# Blowtoad/Puffers poisonous?



## JeepMike (Feb 4, 2008)

I have heard all sorts of urban legends surrounding this lil guy. I did some prelimenary looking around, and there is a very toxic puffer in Japan apparently the "Fugu" and is a different species entirely. I have heard the puffers on the East coast can give you a buzz or something to that effect, but has anyone been sick or heard of any crazy stories about these fish? Thanks!!! :beer::beer:


----------



## AL_N_VB (Apr 3, 2002)

Mike...ask em locals how ta clean them blow-toads..jus like skin'n them fresh water channel cats. IMHO best eatin fish this side of the Missisippi [ a tie with 'em sea mullet ]. Dip 'em in some corn meal and fry em.....betcha wish ya had a dozen more!

Them exotic blow toads from Japan are the ones ya gotta watch out for. I plan to sashimi a North Atlantic blow toad this year


----------



## saltandsand (Nov 29, 2007)

As long as they are fresh, no at issue. And they are mighty tasty. I like mine with cornmeal coating, and I do not prefer all fish made this way. 

Clean em well. Even so, if it happens it'll only be a bout of diarrhea. 

Of course if you eat shushi alot, like Nserch4Drum and I, then you're not as likely to be affected much if at all. Sushi rules! Then again rare steak is best (but only from a qualified butcher)! I'm gonna sashimi me one too, ain't done it yet but what doesn't kill me only makes me stronger. Ate lots of fresh caught fish rite away...the best part of fishing is skip all the planning for lunch and catch it!

Hmmm.... a thread about what not to eat uncooked?


----------



## JeepMike (Feb 4, 2008)

YES that would be bible worthy. I have never eaten raw fish that I have caught. I have had sushi in restaruants and stuff and liked it a good deal. I would absolutely love to know what sort of fish I could bring straight outta the surf, on my cuttin board and munch on without fear of death.

I wouldn't even know how to begin to make sushi, but man I would LOVE to learn. Anyone out there know how to take blowtoad straight from the surf and make it edible with the most minor ingredients right there on the beach?


----------



## AL_N_VB (Apr 3, 2002)

saltandsand said:


> Then again rare steak is best (but only from a qualified butcher)!


Get a good aged 4 inch steak...meat from a well established butcher or restraunt...less than 1 min on each side on high heat [ seared ]...seasoned very well...and now we's talkin!

dang I'm hungry!


----------



## JeepMike (Feb 4, 2008)

I thought taht would kill you? Man you would'nt believe the chit they taught us in school... I really wanan try some of this stuff!!!!


----------



## Loop Wing (Aug 23, 2006)

Pittsburgh steaks, now ya'll are talking. Purple and cold in the middle. Now that is good steak. Yeah, you need to know the chef to have them cook them that way anymore.

> Assigned task 1
From the blowtoad thread, output the part that opens with the words containing "As long as they" and closes with "and catch it!".
> Assigned task 2
In the blowtoad thread, why does JeepMike's opening post treat the puffer in Japan as a separate case from the puffers he is asking about? Answer in one to three sentences.
> Assigned task 3
Carry the blowtoad thread forward from where it stops.

Point localization data
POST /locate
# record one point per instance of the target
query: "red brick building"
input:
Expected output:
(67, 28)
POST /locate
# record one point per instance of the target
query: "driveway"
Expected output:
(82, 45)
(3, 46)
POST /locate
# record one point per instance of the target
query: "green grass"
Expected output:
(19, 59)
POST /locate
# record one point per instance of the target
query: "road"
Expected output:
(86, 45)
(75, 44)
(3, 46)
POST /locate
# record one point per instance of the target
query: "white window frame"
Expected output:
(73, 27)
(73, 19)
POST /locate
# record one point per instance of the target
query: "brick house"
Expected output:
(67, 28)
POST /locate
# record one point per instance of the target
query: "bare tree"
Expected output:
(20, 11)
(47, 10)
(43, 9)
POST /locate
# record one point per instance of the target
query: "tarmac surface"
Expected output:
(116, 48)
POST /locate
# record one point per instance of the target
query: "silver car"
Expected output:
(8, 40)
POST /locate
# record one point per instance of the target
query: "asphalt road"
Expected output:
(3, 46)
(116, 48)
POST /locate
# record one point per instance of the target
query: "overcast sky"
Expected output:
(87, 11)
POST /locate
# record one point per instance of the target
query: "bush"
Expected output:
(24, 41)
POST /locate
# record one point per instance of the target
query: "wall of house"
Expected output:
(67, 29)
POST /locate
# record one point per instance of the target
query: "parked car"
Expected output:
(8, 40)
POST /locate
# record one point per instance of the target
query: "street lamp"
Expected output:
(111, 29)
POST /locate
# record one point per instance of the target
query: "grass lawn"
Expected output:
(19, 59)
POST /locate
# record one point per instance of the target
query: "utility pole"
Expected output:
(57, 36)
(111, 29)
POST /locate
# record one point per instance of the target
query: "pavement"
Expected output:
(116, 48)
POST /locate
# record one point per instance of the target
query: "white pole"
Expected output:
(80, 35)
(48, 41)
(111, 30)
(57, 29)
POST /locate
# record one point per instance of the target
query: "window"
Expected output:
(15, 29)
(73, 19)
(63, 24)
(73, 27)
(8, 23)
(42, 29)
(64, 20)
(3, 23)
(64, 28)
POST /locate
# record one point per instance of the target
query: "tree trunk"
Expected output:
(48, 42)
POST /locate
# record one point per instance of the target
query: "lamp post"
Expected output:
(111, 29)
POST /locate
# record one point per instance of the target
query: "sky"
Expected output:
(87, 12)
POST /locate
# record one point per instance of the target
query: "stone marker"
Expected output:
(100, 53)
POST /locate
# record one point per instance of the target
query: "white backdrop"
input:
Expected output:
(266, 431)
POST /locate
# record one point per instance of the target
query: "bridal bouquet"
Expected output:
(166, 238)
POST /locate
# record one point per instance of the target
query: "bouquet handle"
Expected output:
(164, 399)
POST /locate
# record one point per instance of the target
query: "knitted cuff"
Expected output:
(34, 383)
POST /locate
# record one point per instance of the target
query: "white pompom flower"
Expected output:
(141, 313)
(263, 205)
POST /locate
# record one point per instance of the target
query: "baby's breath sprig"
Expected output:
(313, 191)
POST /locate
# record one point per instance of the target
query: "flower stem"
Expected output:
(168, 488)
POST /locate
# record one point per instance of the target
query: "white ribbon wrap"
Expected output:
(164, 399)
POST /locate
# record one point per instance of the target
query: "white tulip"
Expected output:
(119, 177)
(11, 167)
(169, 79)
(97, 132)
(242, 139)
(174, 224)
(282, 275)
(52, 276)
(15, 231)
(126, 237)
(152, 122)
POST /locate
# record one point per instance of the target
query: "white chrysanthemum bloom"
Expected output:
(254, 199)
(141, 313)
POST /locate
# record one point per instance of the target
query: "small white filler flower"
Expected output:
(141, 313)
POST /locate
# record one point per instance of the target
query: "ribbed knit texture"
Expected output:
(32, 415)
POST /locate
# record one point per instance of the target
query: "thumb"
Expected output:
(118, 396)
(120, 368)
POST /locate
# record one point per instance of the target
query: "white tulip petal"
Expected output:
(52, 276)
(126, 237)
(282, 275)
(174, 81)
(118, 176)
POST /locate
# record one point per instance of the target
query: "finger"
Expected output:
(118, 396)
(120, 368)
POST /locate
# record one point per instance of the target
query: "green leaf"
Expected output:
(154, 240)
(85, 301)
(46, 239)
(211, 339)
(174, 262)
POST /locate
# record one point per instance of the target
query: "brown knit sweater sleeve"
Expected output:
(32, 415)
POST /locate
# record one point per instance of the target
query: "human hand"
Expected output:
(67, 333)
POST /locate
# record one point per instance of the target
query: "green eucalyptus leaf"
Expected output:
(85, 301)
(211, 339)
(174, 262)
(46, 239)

> Exercise response 1
As long as they are fresh, no at issue. And they are mighty tasty. I like mine with cornmeal coating, and I do not prefer all fish made this way. 

Clean em well. Even so, if it happens it'll only be a bout of diarrhea. 

Of course if you eat shushi alot, like Nserch4Drum and I, then you're not as likely to be affected much if at all. Sushi rules! Then again rare steak is best (but only from a qualified butcher)! I'm gonna sashimi me one too, ain't done it yet but what doesn't kill me only makes me stronger. Ate lots of fresh caught fish rite away...the best part of fishing is skip all the planning for lunch and catch it!

> Exercise response 2
His preliminary looking around showed that the very toxic puffer in Japan, apparently the "Fugu," is a different species entirely.

> Exercise response 3
----------



## AL_N_VB (Apr 3, 2002)

I've actually put a de-frosted porter house in a brown bag, set it in the fridge fer a week and cooked it...medium rare. Yum!!!!

I didn't get rushed to the ER

I won't eat store bought chicken, pork or steak rare...but ye get me a a good steak from an established butcher or restraunt....we's talkin' tar-tar....

~Guess that's why I like sushi and sashimi?


----------



## saltandsand (Nov 29, 2007)

Now I know I'm in with good people... a bunch a carnivores!!! 

Chit I throw mine on the heat just to add a bit of color in respect of others at the table. 

Just because I'm a carnivore doesn't mean I'm a savage....on the other hand they can think what they want and eat boot leather! (BTW: Did they ever think that cancer is associate with the fire as it burns along the fat drippings? Tis a fact that some doctors profess.)


----------



## saltandsand (Nov 29, 2007)

Dang I had two steaks this past week end and this is getting me to want another right now....

One word...okay two... TAR TAR!! Yummy!!


----------



## OBX Jay (Sep 3, 2007)

*JeepMike check out the kokieboy link*

http://www.pierandsurf.com/forum/showthread.php?t=37722&highlight=toads

I'm tryin this this year!


----------



## JeepMike (Feb 4, 2008)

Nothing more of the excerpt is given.